[Data items]
►
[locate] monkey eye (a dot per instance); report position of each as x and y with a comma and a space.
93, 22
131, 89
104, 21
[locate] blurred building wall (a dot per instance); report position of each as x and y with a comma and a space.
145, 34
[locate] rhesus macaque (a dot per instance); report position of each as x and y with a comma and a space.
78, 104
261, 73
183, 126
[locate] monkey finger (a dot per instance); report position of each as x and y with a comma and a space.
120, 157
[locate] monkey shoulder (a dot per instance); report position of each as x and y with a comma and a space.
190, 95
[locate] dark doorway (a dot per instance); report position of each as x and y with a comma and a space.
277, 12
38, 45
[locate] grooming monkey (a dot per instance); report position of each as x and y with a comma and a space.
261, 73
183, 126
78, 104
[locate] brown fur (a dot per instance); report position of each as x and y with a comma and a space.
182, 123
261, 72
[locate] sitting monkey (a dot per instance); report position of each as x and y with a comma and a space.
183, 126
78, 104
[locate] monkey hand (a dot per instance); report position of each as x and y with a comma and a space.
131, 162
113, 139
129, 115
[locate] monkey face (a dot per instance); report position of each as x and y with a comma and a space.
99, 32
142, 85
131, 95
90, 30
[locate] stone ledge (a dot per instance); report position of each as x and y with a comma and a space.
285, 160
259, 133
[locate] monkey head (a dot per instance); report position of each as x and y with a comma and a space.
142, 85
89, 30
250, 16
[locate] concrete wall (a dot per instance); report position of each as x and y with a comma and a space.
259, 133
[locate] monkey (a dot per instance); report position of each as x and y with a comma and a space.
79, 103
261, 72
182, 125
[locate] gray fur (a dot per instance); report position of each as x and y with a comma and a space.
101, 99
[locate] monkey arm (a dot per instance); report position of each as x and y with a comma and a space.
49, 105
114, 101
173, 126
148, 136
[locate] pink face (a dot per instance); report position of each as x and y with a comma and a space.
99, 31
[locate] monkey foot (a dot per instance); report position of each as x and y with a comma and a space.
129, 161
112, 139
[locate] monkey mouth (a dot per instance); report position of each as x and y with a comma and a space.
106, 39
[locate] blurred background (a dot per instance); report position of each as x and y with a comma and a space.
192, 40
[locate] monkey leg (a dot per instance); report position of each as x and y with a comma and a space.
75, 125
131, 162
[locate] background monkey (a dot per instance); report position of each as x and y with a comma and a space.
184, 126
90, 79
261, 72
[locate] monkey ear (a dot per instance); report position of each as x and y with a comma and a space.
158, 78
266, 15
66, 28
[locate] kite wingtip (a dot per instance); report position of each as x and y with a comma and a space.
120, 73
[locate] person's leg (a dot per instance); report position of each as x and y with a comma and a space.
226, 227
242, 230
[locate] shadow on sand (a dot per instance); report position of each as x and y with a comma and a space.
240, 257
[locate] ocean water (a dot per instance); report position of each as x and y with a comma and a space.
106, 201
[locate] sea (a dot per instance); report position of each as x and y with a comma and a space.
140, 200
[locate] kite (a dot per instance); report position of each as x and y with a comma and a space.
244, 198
◄
- _Stated task_: Copy the entries word for word, from the line containing "[locate] monkey ear" through the last line of the entries.

- _Solution to this exercise_:
[locate] monkey ear (a dot per instance); report position of each as x and y with a comma and a space.
158, 78
266, 15
66, 28
[locate] kite wingtip (a dot per instance); report position of each as x and y with a comma and a space.
120, 73
[locate] person's leg (a dot per instance); report position of each as x and y with a comma and a space.
226, 227
242, 230
[locate] shadow on sand (a dot per instance); report position of each as x and y with a comma and a space.
240, 257
[locate] ocean water (a dot per instance); report position of each as x and y with a comma and a space.
106, 201
[locate] sea (a dot per instance); report position of each as x and y with a comma and a space.
140, 200
[locate] kite (a dot per instance); report position of each as x and y with a comma and a space.
244, 198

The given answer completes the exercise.